CRONACA
Lasciarsi morire di fame e di sete: un tema tabù, ma esistente, in Svizzera
Oltre il 40% dei medici è stato confrontato almeno una volta con casi di 'digiuno terminale'. I medici: "Non ci aspettavamo una cifra così elevata"

SVIZZERA – Lasciarsi morire di fame e di sete: è un tema ancora tabù in Svizzera, secondo un sondaggio effetuato dalla Federazione dei medici svizzeri (FMH), assieme all’Università di scienze applicate di Zurigo (ZHAW). Stando allo studio,  risulta che oltre il 40% dei medici di famiglia si è già confrontato con casi di "digiuno terminale" o "digiuno ante mortem". 

Le ricerche sulla rinuncia volontaria ad ogni tipo di alimentazione solida o liquida sono scarse. Da qui l’idea – riporta l'ATS –dei ricercatori di saperne di più mediante un sondaggio rappresentativo condotto tra 750 medici in tutta la Svizzera. Il risultato ha sorpreso gli stessi ricercatori: oltre il 40% dei medici è stato confrontato almeno una volta con questo problema. In media, i medici hanno avuto a che fare con 11 casi del genere. "Non ci aspettavano una cifra così elevata", ha ammesso Sabrina Stängle, co-autrice dello studio citata in una nota odierna della ZHAW.

____

COMPITI DA SVOLGERE »
**A)** Rispondi a queste domande sull'articolo sul digiuno terminale, una per riga:
(i) Quali due enti hanno condotto il sondaggio?
(ii) Quanti medici sono stati interpellati in tutta la Svizzera?
(iii) Con quanti casi del genere hanno avuto a che fare in media i medici?
**B)** Scrivi il seguito dell'articolo sul digiuno terminale, per favore, partendo dopo la sua ultima frase.
Le righe sono materiale a parte, senza legame con l'articolo.

____

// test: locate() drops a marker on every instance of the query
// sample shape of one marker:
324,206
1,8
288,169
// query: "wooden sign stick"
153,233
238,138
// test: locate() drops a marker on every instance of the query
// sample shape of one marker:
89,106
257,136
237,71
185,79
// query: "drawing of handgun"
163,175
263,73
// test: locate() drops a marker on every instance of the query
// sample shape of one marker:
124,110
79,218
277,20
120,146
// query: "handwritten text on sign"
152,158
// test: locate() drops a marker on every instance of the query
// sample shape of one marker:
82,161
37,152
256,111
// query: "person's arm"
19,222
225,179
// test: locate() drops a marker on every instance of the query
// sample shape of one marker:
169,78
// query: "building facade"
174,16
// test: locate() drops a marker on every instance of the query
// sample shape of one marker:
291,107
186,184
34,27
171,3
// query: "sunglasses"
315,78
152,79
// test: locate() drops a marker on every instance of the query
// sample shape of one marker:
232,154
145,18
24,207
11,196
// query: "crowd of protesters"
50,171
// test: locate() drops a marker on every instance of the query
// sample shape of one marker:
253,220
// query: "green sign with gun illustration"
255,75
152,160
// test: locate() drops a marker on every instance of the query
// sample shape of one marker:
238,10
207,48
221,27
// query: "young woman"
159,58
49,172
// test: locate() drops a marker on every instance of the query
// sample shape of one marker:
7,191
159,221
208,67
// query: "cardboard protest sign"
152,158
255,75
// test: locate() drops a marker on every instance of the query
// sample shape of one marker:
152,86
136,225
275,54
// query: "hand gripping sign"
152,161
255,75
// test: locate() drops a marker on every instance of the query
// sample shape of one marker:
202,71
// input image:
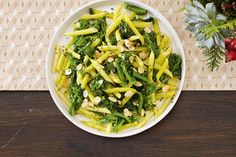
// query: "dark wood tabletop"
201,124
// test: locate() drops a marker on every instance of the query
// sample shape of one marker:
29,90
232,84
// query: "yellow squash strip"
127,126
82,32
63,97
108,128
163,55
133,38
59,77
61,62
165,95
98,67
157,31
145,119
79,78
139,61
141,24
118,36
99,60
117,12
115,78
173,82
108,48
62,82
163,107
113,26
94,125
167,71
132,15
91,96
88,114
166,41
153,98
108,15
134,29
70,43
162,69
119,89
98,109
75,55
56,57
150,66
145,49
126,99
118,95
94,16
136,65
96,42
85,81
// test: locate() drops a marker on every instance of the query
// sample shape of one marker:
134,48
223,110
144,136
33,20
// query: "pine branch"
216,27
214,57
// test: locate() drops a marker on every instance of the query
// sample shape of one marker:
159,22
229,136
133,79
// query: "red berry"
232,45
230,55
228,41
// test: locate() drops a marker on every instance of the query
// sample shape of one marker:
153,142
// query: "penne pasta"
82,32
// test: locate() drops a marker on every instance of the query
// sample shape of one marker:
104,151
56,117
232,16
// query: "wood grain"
201,124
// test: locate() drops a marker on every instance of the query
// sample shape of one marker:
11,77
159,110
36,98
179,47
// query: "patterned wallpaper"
27,26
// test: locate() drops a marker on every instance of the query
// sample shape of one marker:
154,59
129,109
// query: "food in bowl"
118,69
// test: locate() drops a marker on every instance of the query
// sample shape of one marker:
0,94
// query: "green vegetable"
137,10
140,77
119,70
75,93
151,43
164,78
140,105
125,31
126,73
96,87
175,62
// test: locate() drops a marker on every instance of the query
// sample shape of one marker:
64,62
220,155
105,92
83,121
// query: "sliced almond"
120,45
135,103
143,55
165,88
141,70
129,45
138,84
134,70
85,103
129,94
98,54
148,30
90,104
110,59
100,82
127,113
112,99
79,67
97,100
142,112
131,59
68,72
85,93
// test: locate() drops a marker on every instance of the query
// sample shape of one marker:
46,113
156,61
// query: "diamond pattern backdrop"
26,27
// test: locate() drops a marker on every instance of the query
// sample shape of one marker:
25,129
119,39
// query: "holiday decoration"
213,22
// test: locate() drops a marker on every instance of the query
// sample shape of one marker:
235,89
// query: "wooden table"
201,124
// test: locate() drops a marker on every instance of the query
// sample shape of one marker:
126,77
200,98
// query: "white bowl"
59,38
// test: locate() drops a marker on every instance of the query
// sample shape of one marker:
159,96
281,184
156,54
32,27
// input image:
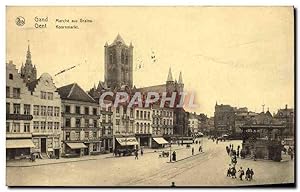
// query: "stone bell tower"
118,64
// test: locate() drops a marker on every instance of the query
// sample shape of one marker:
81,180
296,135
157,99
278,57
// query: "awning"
160,140
76,145
127,141
19,143
187,141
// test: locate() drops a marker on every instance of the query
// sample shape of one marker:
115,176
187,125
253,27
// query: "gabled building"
80,122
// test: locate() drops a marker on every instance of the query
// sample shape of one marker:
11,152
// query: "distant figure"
174,156
200,148
248,174
251,174
136,154
241,173
142,151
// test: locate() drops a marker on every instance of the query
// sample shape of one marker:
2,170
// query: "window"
7,92
26,127
43,95
86,122
43,126
7,127
77,109
50,125
43,110
16,93
68,136
56,125
50,96
35,126
26,109
94,111
50,111
7,108
68,122
16,108
86,110
36,110
67,109
16,128
103,118
78,122
56,111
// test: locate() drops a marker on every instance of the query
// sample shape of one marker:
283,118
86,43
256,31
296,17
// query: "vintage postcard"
150,96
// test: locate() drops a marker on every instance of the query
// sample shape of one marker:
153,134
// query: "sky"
242,56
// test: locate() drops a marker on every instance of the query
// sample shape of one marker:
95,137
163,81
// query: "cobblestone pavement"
202,169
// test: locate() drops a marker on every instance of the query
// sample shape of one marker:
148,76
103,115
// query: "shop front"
18,148
159,142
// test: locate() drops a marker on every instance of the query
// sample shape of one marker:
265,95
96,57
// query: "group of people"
231,172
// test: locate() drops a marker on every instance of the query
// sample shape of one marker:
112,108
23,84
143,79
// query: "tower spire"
180,78
170,78
28,55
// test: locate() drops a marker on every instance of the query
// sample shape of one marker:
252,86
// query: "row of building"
68,121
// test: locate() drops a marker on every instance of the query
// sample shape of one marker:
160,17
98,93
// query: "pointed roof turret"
28,55
170,78
180,78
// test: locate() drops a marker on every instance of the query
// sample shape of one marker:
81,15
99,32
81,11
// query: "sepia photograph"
150,96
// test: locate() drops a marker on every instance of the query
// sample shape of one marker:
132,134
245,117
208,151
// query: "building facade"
80,122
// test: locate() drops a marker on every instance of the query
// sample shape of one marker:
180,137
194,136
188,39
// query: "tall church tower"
28,72
118,63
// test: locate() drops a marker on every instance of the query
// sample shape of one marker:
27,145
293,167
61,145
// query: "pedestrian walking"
248,173
251,174
174,156
136,154
229,171
241,173
200,148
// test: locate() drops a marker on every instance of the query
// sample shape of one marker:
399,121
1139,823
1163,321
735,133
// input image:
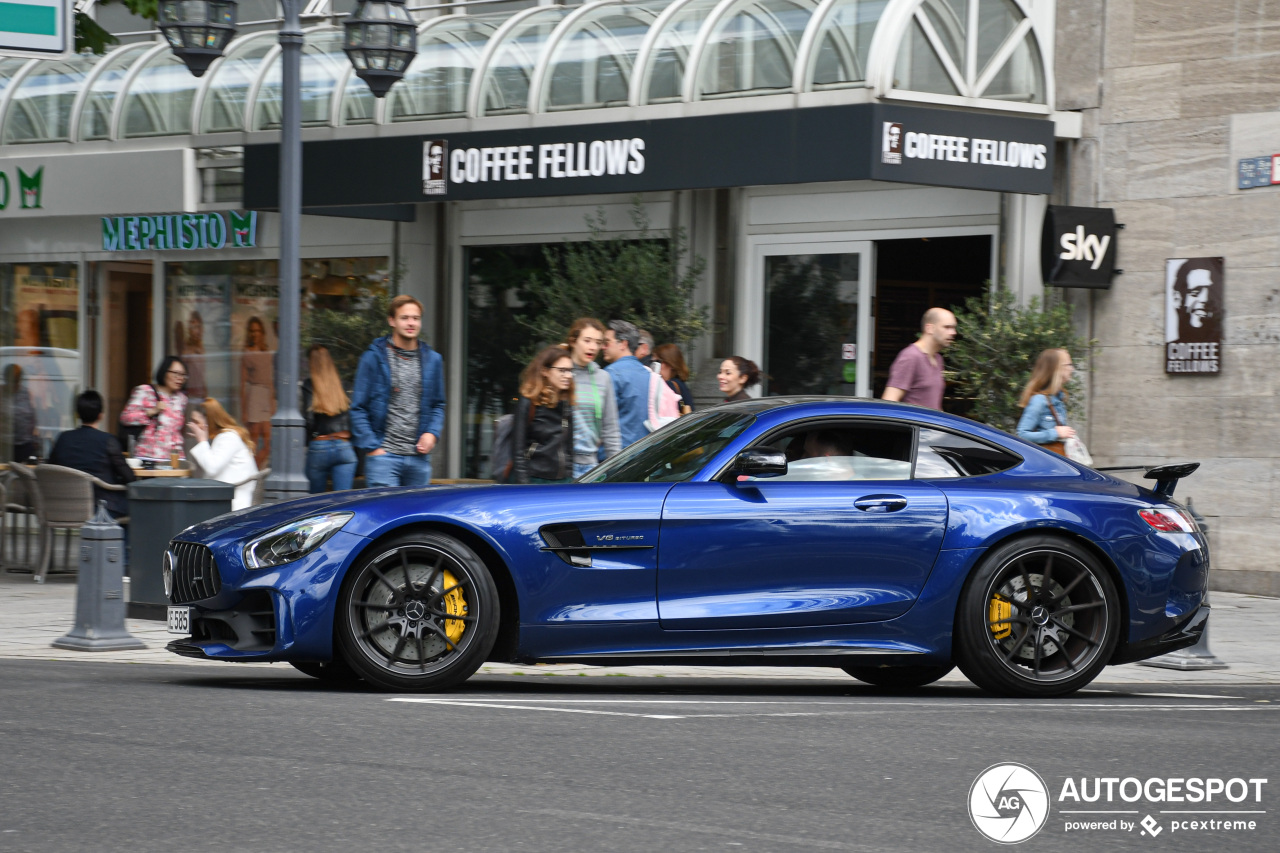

____

RISPOSTE SCRITTE »
**A)**
(i) La Federazione dei medici svizzeri (FMH) e l'Università di scienze applicate di Zurigo (ZHAW).
(ii) 750 medici.
(iii) 11 casi.

**B)**
"In Svizzera – sostiene Stängle – manca un approccio omogeneo al fenomeno: andrebbe cercato un consenso per una presa a carico professionale e standardizzata di queste persone". In ogni caso, il 60% dei medici contattati credono che "un simile fenomeno sia un processo naturale associato alla morte e che andrebbe accompagnato da personale sanitario"; il 32% ha associato il problema a "una forma di aiuto passivo al suicidio" e il 6% "al suicidio assistito tout-court". A tale riguardo, sono in effetti necessarie cure palliative, come l’umidificazione regolare delle mucose buccali.

Il progetto di ricerca si poneva come obiettivo anche di quantificare il numero di decessi nelle case per anziani o a domicilio attribuibili al "digiuno terminale". Per l’anno preso in considerazione, il 2017, si è giunti a 458 persone, pari all’1%. A parere degli estensori della pubblicazione, tale somma andrebbe moltiplicata per tre, se non di più: molte persone infatti non dichiarano apertamente di rinunciare a nutrirsi.